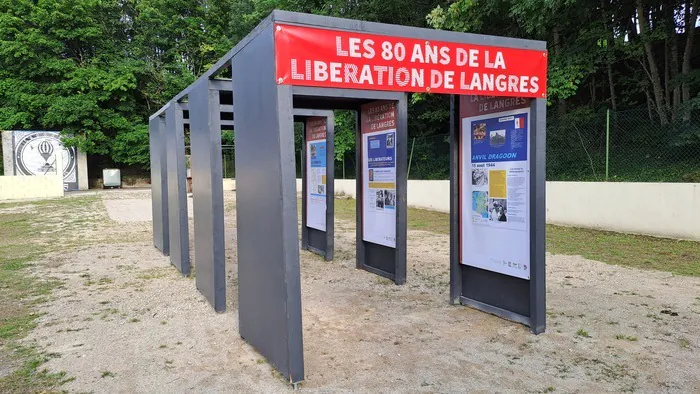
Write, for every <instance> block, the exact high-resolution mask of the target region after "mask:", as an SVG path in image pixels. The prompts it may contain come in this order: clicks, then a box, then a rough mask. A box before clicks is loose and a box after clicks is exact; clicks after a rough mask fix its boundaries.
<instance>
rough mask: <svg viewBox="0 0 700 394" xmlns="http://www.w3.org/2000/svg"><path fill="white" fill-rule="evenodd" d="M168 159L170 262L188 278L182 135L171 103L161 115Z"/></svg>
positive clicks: (183, 134)
mask: <svg viewBox="0 0 700 394" xmlns="http://www.w3.org/2000/svg"><path fill="white" fill-rule="evenodd" d="M165 125H166V139H165V141H166V144H165V145H166V147H167V151H168V153H167V159H168V216H169V226H170V262H171V263H172V264H173V265H174V266H175V267H176V268H177V269H178V270H179V271H180V272H181V273H182V274H183V275H189V274H190V245H189V235H188V232H189V230H188V227H187V190H186V188H185V182H186V172H185V131H184V126H183V122H182V110H180V108H179V105H178V104H177V103H172V104H171V105H170V106H169V107H168V110H167V111H166V112H165Z"/></svg>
○ ○ ○ ○ ○
_ASSIGNMENT_
Transcribe the listing exactly, skipping pictures.

_COMPLETED TASK_
Write, for every <instance> block, the exact high-resolution mask of the target region after "mask:", as an SVG path in image pixels. The prompts it may contain come in this order: clicks, then a box, then a rough mask. A box before clicks is loose and a box after clicks is exact; clicks after a rough mask fix its boundaries.
<instance>
rough mask: <svg viewBox="0 0 700 394" xmlns="http://www.w3.org/2000/svg"><path fill="white" fill-rule="evenodd" d="M168 159L170 262L188 278L182 135L171 103L161 115Z"/></svg>
positive clicks: (183, 134)
mask: <svg viewBox="0 0 700 394" xmlns="http://www.w3.org/2000/svg"><path fill="white" fill-rule="evenodd" d="M165 125H166V139H165V141H166V144H165V145H166V147H167V151H168V153H167V159H168V216H169V226H170V262H171V263H172V264H173V265H174V266H175V267H176V268H177V269H178V270H179V271H180V272H181V273H182V274H183V275H189V274H190V245H189V235H188V232H189V230H188V227H187V190H186V188H185V182H186V172H185V131H184V126H183V122H182V110H180V108H179V105H178V104H177V103H172V104H171V105H170V106H169V107H168V110H167V111H166V112H165Z"/></svg>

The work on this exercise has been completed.